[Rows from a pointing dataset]
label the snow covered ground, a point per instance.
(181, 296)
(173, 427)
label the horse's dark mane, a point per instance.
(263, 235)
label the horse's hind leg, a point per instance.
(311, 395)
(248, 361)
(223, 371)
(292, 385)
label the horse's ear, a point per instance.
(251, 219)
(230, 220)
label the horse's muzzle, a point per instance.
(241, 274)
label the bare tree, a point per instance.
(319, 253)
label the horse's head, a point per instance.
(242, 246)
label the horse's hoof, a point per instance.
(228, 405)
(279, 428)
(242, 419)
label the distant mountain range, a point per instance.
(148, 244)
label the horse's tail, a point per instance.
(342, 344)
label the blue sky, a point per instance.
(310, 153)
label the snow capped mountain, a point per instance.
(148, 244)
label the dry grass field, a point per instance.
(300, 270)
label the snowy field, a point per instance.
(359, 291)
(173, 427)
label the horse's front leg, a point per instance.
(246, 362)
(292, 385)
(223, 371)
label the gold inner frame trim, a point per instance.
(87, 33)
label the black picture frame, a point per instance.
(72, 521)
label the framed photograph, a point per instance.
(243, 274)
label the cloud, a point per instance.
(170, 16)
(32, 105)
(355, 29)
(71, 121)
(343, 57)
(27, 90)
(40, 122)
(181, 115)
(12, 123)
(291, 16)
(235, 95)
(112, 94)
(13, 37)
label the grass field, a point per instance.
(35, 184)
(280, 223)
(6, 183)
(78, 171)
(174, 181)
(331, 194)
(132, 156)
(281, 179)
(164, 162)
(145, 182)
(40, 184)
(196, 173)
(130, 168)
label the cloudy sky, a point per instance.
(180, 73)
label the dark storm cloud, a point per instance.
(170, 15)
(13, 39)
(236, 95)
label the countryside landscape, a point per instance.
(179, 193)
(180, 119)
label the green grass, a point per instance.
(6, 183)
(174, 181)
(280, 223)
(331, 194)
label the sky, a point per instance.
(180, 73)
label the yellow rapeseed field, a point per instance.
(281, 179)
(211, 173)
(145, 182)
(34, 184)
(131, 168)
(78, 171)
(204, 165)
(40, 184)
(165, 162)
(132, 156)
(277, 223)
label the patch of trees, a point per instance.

Work required –
Turn the items above into a JSON list of strings, with one string for each line and no blank lines.

Worked solution –
[
  "label the snow covered ground, a point per instance.",
  "(181, 296)",
  "(173, 427)",
  "label the horse's dark mane, a point per instance.",
  "(263, 235)",
  "label the horse's hind leg, a point per instance.",
  "(311, 395)",
  "(248, 361)",
  "(223, 371)",
  "(292, 385)",
  "label the horse's ear, a point per instance.",
  "(251, 219)",
  "(230, 220)",
  "label the horse's muzzle, a point per instance.",
  "(241, 274)",
  "label the bare tree, a point per instance.",
  "(319, 253)",
  "label the horse's head, a point per instance.",
  "(242, 246)",
  "label the horse's hoof, a point per instance.",
  "(228, 405)",
  "(279, 428)",
  "(242, 419)",
  "label the distant mountain range, a point per instance.",
  "(148, 244)",
  "label the horse's tail, a point per instance.",
  "(342, 344)",
  "label the blue sky, a point per instance.",
  "(310, 153)",
  "label the snow capped mountain, a point per instance.",
  "(148, 244)",
  "label the dry grass field, a point per instance.",
  "(300, 270)",
  "label the snowy field, a point per instance.",
  "(359, 291)",
  "(173, 427)",
  "label the horse's front leg, a point per instance.",
  "(246, 362)",
  "(292, 385)",
  "(223, 371)",
  "label the gold inner frame trim, a point per instance.",
  "(87, 33)",
  "label the black picture frame, a point per instance.",
  "(72, 521)",
  "label the framed photograph, a point per instance.",
  "(243, 274)",
  "label the cloud, a point per instance.",
  "(170, 16)",
  "(32, 105)",
  "(355, 29)",
  "(71, 121)",
  "(343, 57)",
  "(27, 90)",
  "(40, 122)",
  "(181, 115)",
  "(12, 123)",
  "(291, 16)",
  "(235, 95)",
  "(112, 94)",
  "(13, 37)",
  "label the grass field, a point per instance.",
  "(35, 184)",
  "(280, 223)",
  "(6, 183)",
  "(78, 171)",
  "(174, 181)",
  "(331, 194)",
  "(132, 156)",
  "(281, 179)",
  "(164, 162)",
  "(145, 182)",
  "(40, 184)",
  "(196, 173)",
  "(130, 168)",
  "label the cloudy sky, a point per instance.",
  "(180, 73)",
  "label the dark storm cloud, a point per instance.",
  "(170, 15)",
  "(13, 39)",
  "(236, 95)",
  "label the countryside landscape, a point per instance.",
  "(179, 193)",
  "(180, 119)",
  "label the green grass, a point per instance.",
  "(6, 183)",
  "(174, 181)",
  "(280, 223)",
  "(331, 194)",
  "label the sky, a point per instance.",
  "(180, 73)",
  "label the yellow rapeseed field, a point per instance.",
  "(281, 179)",
  "(211, 173)",
  "(145, 182)",
  "(34, 184)",
  "(131, 168)",
  "(78, 171)",
  "(204, 165)",
  "(40, 184)",
  "(165, 162)",
  "(132, 156)",
  "(277, 223)",
  "label the patch of trees, a point per instance."
]